Task item:
Among the lines below, output only those between the line holding "Target: background tree line" and the line holding "tattoo on arm.", inclusive, exactly as written and with no pictures.

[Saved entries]

*** Block opens ***

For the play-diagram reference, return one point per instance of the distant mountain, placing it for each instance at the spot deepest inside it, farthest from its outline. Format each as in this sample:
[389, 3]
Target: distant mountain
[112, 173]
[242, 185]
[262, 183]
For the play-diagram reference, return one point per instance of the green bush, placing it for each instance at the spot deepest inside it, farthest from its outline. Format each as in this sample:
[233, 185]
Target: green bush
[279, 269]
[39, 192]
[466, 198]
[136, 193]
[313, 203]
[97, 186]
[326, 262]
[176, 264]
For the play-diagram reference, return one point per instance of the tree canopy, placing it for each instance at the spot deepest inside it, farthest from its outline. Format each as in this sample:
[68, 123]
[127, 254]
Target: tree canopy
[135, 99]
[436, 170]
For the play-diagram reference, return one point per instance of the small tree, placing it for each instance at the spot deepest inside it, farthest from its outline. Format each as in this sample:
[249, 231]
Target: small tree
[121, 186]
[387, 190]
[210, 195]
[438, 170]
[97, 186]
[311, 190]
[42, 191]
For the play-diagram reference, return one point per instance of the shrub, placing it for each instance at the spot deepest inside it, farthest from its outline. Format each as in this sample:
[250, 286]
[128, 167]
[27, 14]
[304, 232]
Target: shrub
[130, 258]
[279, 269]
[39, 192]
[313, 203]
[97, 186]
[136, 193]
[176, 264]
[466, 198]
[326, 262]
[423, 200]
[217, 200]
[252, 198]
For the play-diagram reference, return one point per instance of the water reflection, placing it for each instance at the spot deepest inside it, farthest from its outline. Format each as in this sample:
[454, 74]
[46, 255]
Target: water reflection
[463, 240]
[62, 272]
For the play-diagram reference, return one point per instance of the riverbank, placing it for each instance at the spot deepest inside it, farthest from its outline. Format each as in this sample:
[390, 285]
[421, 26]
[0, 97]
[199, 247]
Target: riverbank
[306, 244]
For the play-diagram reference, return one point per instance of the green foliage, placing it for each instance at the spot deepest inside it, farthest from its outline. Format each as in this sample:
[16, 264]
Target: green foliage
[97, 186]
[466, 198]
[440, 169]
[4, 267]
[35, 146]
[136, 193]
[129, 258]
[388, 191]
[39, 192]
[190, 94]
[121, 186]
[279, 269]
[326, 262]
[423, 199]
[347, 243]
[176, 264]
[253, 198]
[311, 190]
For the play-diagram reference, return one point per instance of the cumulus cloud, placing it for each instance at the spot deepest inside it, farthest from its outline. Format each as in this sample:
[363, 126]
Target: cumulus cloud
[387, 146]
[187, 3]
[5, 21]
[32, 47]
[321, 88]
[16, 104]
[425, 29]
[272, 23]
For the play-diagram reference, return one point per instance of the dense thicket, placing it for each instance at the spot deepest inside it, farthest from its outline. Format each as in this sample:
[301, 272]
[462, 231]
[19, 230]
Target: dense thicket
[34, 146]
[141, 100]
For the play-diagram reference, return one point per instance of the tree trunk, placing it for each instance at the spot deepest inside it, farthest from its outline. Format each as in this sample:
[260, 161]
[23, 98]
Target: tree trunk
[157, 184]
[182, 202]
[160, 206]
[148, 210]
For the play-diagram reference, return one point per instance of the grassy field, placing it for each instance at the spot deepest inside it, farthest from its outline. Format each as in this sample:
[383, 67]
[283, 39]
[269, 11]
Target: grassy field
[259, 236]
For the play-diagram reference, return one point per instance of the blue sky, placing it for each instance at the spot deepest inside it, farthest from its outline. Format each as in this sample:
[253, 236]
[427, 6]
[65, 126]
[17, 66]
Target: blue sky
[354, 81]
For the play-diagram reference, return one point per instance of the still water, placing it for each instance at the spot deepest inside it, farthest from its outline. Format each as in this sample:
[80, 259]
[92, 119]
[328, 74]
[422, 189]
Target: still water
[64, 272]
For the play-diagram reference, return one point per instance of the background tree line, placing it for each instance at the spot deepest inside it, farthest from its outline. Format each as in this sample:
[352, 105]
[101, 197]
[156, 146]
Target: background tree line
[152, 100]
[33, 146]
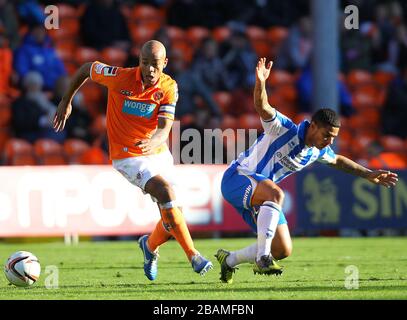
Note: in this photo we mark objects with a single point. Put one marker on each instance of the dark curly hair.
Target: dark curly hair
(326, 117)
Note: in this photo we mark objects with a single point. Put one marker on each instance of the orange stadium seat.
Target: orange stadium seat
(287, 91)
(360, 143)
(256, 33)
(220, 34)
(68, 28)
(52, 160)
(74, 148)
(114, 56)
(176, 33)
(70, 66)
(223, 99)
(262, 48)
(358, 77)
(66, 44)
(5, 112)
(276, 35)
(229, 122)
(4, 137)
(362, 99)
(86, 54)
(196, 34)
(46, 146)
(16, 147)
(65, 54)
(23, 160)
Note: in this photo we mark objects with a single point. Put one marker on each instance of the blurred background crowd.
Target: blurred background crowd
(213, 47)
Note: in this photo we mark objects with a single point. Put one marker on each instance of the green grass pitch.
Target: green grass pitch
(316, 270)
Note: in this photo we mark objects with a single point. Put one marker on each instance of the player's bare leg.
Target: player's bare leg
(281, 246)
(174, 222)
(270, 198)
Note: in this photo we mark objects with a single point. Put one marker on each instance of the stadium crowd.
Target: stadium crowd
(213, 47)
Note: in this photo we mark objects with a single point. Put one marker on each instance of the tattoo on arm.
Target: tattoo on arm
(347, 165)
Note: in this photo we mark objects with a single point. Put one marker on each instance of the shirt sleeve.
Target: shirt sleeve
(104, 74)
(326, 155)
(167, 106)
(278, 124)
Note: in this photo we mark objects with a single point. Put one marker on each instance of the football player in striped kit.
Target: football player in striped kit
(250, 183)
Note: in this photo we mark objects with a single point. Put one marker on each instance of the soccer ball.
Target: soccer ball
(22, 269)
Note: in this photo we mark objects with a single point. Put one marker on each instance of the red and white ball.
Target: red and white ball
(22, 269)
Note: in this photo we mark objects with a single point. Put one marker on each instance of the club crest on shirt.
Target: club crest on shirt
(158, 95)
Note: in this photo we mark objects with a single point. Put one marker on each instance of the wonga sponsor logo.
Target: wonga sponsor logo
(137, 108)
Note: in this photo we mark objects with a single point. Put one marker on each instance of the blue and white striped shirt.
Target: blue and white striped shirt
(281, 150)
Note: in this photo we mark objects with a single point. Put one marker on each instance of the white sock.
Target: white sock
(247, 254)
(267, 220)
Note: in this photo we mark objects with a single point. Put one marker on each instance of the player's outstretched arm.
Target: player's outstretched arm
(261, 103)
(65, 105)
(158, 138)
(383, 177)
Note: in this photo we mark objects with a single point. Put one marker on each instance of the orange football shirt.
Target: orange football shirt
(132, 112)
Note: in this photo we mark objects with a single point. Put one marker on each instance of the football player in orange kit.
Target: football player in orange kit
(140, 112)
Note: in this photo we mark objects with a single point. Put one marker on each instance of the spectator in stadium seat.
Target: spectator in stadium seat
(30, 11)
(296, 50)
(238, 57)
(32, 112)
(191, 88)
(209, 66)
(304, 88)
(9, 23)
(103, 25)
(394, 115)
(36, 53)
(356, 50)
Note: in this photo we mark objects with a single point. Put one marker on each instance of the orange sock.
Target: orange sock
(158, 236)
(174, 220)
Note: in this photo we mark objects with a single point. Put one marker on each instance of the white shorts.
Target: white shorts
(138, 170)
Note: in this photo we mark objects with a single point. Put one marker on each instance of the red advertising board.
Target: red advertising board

*** Block closes ***

Final answer:
Target: background tree line
[152, 100]
[33, 146]
Note: in this photo we mark objects with a single point. Put one marker on each instance of the dark curly hair.
Target: dark curly hair
(326, 117)
Note: in this photo we mark objects with a single point. Put one marker on each instance of the orange stadium seat.
Target: orange stadium seat
(287, 91)
(360, 143)
(256, 33)
(220, 34)
(68, 28)
(52, 160)
(74, 148)
(114, 56)
(176, 33)
(70, 66)
(223, 99)
(262, 48)
(358, 77)
(66, 44)
(5, 112)
(276, 35)
(229, 122)
(4, 137)
(362, 99)
(86, 54)
(196, 34)
(46, 146)
(16, 147)
(65, 54)
(23, 160)
Note: in this photo we mark objects with a single point. Put one marker on each instance of the blurred background crowd.
Target: blurred background crowd
(213, 47)
Note: in this photo we mark objects with a single point. Put one marker on each instance of the green grass pitch.
Target: green grass pitch
(316, 270)
Note: in this photo we mark objects with a single point. Put one marker on each instance of the player's bare leg.
Target: player's bare leg
(281, 246)
(174, 222)
(270, 198)
Note: in this photo we mark objects with a single point. Put one marker on each instance of the stadium crowd.
Target: stadium crowd
(213, 47)
Note: in this photo we mark objects with a single point. Put one marker on each instance of the tattoo on arm.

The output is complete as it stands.